'''

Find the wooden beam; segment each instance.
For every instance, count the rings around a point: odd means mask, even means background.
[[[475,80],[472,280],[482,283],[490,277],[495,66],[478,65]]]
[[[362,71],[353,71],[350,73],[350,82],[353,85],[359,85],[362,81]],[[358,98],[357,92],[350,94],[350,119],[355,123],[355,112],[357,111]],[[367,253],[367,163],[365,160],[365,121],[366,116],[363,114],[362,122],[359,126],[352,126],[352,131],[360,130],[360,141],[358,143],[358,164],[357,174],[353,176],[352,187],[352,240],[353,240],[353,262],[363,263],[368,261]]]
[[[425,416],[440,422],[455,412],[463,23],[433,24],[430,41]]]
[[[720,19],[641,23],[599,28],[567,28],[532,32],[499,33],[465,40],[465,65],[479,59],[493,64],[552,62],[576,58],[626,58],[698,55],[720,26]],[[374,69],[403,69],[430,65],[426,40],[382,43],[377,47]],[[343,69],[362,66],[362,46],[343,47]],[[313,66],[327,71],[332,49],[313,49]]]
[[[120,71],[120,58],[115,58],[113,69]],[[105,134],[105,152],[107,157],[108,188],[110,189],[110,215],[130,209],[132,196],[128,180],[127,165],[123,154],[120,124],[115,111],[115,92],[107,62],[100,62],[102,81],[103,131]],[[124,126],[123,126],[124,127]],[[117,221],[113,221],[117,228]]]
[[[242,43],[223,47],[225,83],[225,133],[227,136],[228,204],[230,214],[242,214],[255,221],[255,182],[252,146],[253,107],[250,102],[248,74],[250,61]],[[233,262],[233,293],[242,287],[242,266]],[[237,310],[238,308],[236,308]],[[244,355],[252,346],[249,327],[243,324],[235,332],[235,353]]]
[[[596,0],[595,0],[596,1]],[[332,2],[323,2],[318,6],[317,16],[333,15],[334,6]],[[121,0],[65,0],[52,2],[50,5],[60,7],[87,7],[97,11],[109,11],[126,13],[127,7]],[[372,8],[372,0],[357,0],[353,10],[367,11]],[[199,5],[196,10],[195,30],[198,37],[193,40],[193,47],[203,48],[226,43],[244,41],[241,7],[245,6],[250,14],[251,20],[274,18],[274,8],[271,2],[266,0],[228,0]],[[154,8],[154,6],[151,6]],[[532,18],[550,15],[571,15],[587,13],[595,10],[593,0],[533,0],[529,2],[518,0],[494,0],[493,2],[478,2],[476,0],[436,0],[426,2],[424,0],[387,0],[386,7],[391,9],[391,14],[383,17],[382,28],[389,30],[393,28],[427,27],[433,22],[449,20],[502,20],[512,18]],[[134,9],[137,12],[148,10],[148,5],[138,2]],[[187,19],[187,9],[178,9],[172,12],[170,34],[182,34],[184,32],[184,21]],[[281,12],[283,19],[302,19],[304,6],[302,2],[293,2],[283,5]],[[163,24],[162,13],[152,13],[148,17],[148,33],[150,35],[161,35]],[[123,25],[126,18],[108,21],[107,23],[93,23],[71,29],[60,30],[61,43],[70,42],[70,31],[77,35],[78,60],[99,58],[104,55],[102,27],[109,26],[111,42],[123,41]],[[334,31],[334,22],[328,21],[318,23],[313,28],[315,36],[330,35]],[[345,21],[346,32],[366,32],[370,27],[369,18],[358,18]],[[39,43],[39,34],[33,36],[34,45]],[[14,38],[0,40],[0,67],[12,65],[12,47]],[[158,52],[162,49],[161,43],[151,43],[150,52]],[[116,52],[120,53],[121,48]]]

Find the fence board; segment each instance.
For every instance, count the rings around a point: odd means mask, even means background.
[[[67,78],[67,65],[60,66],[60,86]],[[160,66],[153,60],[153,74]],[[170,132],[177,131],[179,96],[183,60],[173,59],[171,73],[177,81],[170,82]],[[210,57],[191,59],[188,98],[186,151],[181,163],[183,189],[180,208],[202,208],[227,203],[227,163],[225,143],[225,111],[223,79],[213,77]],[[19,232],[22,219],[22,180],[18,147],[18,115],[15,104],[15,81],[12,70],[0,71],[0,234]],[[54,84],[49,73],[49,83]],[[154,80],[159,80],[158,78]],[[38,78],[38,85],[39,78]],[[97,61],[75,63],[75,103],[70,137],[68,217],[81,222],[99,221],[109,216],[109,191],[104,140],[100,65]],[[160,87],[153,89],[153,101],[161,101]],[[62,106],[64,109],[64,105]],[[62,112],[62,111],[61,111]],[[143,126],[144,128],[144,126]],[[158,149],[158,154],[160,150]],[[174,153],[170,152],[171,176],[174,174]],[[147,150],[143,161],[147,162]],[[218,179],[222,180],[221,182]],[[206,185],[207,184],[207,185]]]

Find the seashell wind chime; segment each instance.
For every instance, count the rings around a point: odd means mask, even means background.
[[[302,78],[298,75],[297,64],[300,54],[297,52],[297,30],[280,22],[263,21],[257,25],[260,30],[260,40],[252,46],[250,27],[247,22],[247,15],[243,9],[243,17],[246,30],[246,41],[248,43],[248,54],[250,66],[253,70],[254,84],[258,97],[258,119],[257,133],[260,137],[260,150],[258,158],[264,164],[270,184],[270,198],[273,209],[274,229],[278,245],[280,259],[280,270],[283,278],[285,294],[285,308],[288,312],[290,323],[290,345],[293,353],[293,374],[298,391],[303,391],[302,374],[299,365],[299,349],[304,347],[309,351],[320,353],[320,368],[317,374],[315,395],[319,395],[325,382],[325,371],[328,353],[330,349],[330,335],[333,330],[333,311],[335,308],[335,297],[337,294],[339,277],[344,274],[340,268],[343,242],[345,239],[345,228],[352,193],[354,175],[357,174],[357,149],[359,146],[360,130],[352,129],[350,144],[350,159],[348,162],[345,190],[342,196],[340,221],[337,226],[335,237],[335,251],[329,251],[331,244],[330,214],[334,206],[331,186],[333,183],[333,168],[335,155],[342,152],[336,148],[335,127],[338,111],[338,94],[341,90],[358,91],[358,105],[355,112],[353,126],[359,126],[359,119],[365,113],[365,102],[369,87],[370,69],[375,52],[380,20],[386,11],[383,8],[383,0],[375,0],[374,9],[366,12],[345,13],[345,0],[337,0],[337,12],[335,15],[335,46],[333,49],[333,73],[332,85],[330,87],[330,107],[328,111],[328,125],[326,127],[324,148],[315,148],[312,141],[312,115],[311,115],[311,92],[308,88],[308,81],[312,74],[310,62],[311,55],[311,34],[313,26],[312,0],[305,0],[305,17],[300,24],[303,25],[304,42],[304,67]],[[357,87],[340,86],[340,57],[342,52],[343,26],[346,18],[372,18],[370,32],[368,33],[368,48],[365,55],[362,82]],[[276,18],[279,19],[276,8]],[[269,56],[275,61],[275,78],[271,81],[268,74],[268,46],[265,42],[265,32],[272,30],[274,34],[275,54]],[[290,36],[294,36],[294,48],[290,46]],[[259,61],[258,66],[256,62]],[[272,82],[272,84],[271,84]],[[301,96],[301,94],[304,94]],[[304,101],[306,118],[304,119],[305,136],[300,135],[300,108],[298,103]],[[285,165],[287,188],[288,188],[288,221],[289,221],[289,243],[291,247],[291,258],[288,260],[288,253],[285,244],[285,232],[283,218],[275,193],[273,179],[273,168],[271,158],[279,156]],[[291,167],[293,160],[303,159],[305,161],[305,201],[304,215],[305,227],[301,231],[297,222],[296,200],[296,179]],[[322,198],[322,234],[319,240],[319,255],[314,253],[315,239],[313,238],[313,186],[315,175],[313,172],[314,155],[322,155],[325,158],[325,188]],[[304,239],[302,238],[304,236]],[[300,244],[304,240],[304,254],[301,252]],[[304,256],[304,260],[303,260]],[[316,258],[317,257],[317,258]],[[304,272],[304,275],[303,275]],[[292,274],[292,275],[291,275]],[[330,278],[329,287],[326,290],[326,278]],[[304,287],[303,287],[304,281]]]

'''

» **Brief**: Please give back the whole listing above verbatim, keeping every line and character unchanged.

» **Completed exercise**:
Find the wooden beam; segment each instance.
For every instance, count the rings around a point: odd means mask, even means background.
[[[475,80],[472,280],[482,283],[490,277],[495,66],[478,65]]]
[[[362,71],[353,71],[350,73],[350,82],[353,85],[359,85],[362,81]],[[358,98],[357,92],[350,94],[350,119],[355,123],[355,112],[357,111]],[[367,253],[367,163],[365,160],[365,121],[366,116],[363,114],[362,122],[359,126],[352,126],[352,131],[360,130],[360,141],[358,143],[358,164],[357,174],[353,176],[352,187],[352,240],[353,240],[353,262],[363,263],[368,261]]]
[[[425,416],[440,422],[455,412],[463,23],[433,24],[430,41]]]
[[[720,19],[641,23],[599,28],[567,28],[532,32],[499,33],[465,40],[465,65],[479,59],[493,64],[552,62],[576,58],[626,58],[698,55],[720,26]],[[374,69],[403,69],[430,65],[426,40],[382,43],[377,47]],[[343,69],[362,66],[362,46],[343,47]],[[313,66],[327,71],[332,49],[313,49]]]
[[[120,71],[120,58],[115,58],[113,69]],[[105,134],[105,152],[107,157],[108,188],[110,189],[110,215],[130,209],[132,196],[128,180],[127,165],[123,154],[120,124],[115,111],[115,92],[107,62],[100,62],[102,81],[103,131]],[[124,126],[123,126],[124,127]],[[117,221],[113,221],[117,228]]]
[[[242,43],[223,47],[225,83],[225,133],[227,136],[228,204],[230,214],[242,214],[255,221],[255,182],[252,146],[253,107],[250,102],[248,74],[250,61]],[[233,262],[233,293],[242,287],[242,266]],[[237,310],[238,308],[236,308]],[[244,355],[252,346],[249,327],[243,324],[235,332],[235,353]]]
[[[596,0],[595,0],[596,1]],[[332,2],[323,2],[318,6],[317,16],[333,15],[334,6]],[[121,0],[65,0],[52,2],[50,5],[60,7],[87,7],[97,11],[109,11],[126,13],[127,7]],[[372,8],[372,0],[357,0],[353,10],[367,11]],[[199,5],[196,10],[195,30],[198,37],[193,40],[193,47],[203,48],[226,43],[244,41],[241,7],[245,6],[250,14],[251,20],[274,18],[274,8],[271,2],[266,0],[228,0]],[[154,8],[154,6],[151,6]],[[532,18],[550,15],[571,15],[587,13],[595,10],[593,0],[533,0],[529,2],[518,0],[494,0],[493,2],[478,2],[476,0],[436,0],[426,2],[424,0],[387,0],[386,7],[391,9],[391,14],[383,17],[382,28],[389,30],[393,28],[427,27],[433,22],[449,20],[502,20],[512,18]],[[134,9],[137,12],[148,10],[148,5],[138,2]],[[187,19],[187,9],[178,9],[172,12],[170,34],[182,34],[184,32],[184,21]],[[281,12],[283,19],[302,19],[304,6],[302,2],[293,2],[283,5]],[[163,24],[162,13],[152,13],[148,17],[148,33],[150,35],[161,35]],[[123,25],[126,18],[108,21],[107,23],[93,23],[71,29],[60,30],[61,43],[70,42],[70,31],[77,35],[78,60],[99,58],[104,55],[102,27],[109,26],[111,42],[123,41]],[[334,31],[334,22],[328,21],[318,23],[313,28],[315,36],[330,35]],[[345,21],[346,32],[366,32],[370,27],[369,18],[358,18]],[[39,43],[39,34],[33,36],[34,45]],[[14,38],[0,40],[0,67],[12,65],[12,47]],[[158,52],[162,49],[161,43],[151,43],[150,52]],[[116,52],[120,53],[121,48]]]

Find the fence board; segment each instance.
For every instance, count the rings around a point: odd means mask, even means background.
[[[67,78],[67,65],[60,66],[60,86]],[[160,66],[153,60],[153,74]],[[170,132],[177,131],[179,96],[183,60],[173,59],[171,73],[177,81],[170,82]],[[210,57],[191,59],[188,98],[186,151],[181,163],[183,189],[180,208],[202,208],[227,203],[227,163],[225,143],[225,111],[223,79],[213,77]],[[19,232],[22,219],[22,180],[18,147],[18,115],[15,104],[15,81],[12,70],[0,71],[0,234]],[[54,84],[49,73],[49,83]],[[154,80],[159,80],[158,78]],[[38,78],[38,85],[39,78]],[[97,61],[75,63],[75,103],[70,137],[68,217],[81,222],[99,221],[109,216],[109,191],[104,140],[100,65]],[[160,87],[153,89],[153,101],[161,101]],[[62,106],[64,109],[64,105]],[[62,112],[62,111],[61,111]],[[143,126],[144,128],[144,126]],[[158,149],[158,154],[160,150]],[[174,153],[170,152],[171,176],[174,174]],[[147,150],[143,161],[147,162]],[[218,179],[222,180],[221,182]],[[206,185],[207,184],[207,185]]]

Find the seashell wind chime; segment each instance.
For every instance, count the rings around a point: odd means mask, even means background.
[[[302,78],[298,75],[297,64],[300,54],[297,52],[297,30],[280,22],[263,21],[257,25],[260,30],[260,40],[252,46],[250,27],[247,22],[247,15],[243,9],[243,17],[246,30],[246,41],[248,43],[248,54],[250,66],[253,70],[254,84],[258,97],[258,119],[257,133],[260,137],[260,150],[258,158],[264,164],[270,184],[270,198],[273,209],[274,229],[278,245],[280,259],[280,270],[283,278],[285,294],[285,308],[288,312],[290,323],[290,345],[293,353],[293,374],[298,391],[303,391],[302,374],[299,365],[299,349],[304,347],[309,351],[320,353],[320,368],[317,374],[315,395],[319,395],[325,382],[325,371],[328,353],[330,349],[330,335],[333,330],[333,311],[335,308],[335,297],[337,294],[339,277],[344,274],[340,268],[343,242],[345,239],[345,228],[352,193],[354,175],[357,174],[357,149],[359,146],[360,130],[352,129],[350,144],[350,159],[348,162],[345,190],[342,196],[340,221],[337,226],[335,237],[335,251],[329,251],[331,244],[330,214],[334,206],[331,186],[333,183],[333,168],[335,155],[342,152],[336,148],[335,127],[338,111],[338,94],[341,90],[358,91],[358,105],[355,112],[353,126],[359,126],[359,119],[365,113],[365,102],[369,87],[370,69],[375,52],[380,20],[386,11],[383,8],[383,0],[375,0],[374,9],[366,12],[345,13],[345,0],[337,0],[337,12],[335,15],[335,46],[333,49],[333,73],[332,85],[330,87],[330,107],[328,111],[328,125],[326,127],[324,148],[315,148],[312,141],[312,115],[311,115],[311,92],[308,88],[308,81],[312,74],[310,62],[311,55],[311,34],[313,26],[312,0],[305,0],[305,17],[300,24],[303,25],[304,42],[304,67]],[[357,87],[340,86],[340,57],[342,52],[343,26],[346,18],[372,18],[370,32],[368,33],[368,48],[365,55],[362,82]],[[276,18],[279,19],[276,8]],[[269,56],[275,61],[275,78],[271,81],[268,74],[268,46],[265,42],[265,32],[272,30],[274,34],[275,54]],[[290,36],[294,36],[294,48],[290,46]],[[259,61],[258,66],[256,62]],[[272,82],[272,84],[271,84]],[[301,96],[301,94],[304,94]],[[304,101],[306,118],[304,119],[305,136],[300,135],[300,108],[298,103]],[[285,165],[287,188],[288,188],[288,221],[289,221],[289,243],[291,247],[291,258],[288,260],[288,253],[285,244],[285,232],[283,218],[275,193],[273,179],[273,168],[271,158],[279,156]],[[291,167],[293,160],[303,159],[305,161],[305,201],[304,215],[305,227],[301,231],[297,222],[296,200],[296,179]],[[322,198],[322,234],[319,240],[319,255],[314,253],[315,239],[313,238],[313,186],[315,175],[313,172],[314,155],[322,155],[325,158],[325,188]],[[304,239],[302,238],[304,236]],[[300,244],[304,240],[304,254],[301,252]],[[304,256],[304,260],[303,260]],[[316,258],[317,257],[317,258]],[[304,272],[304,275],[303,275]],[[292,274],[292,275],[291,275]],[[330,278],[329,287],[326,290],[326,278]],[[304,287],[303,287],[304,281]]]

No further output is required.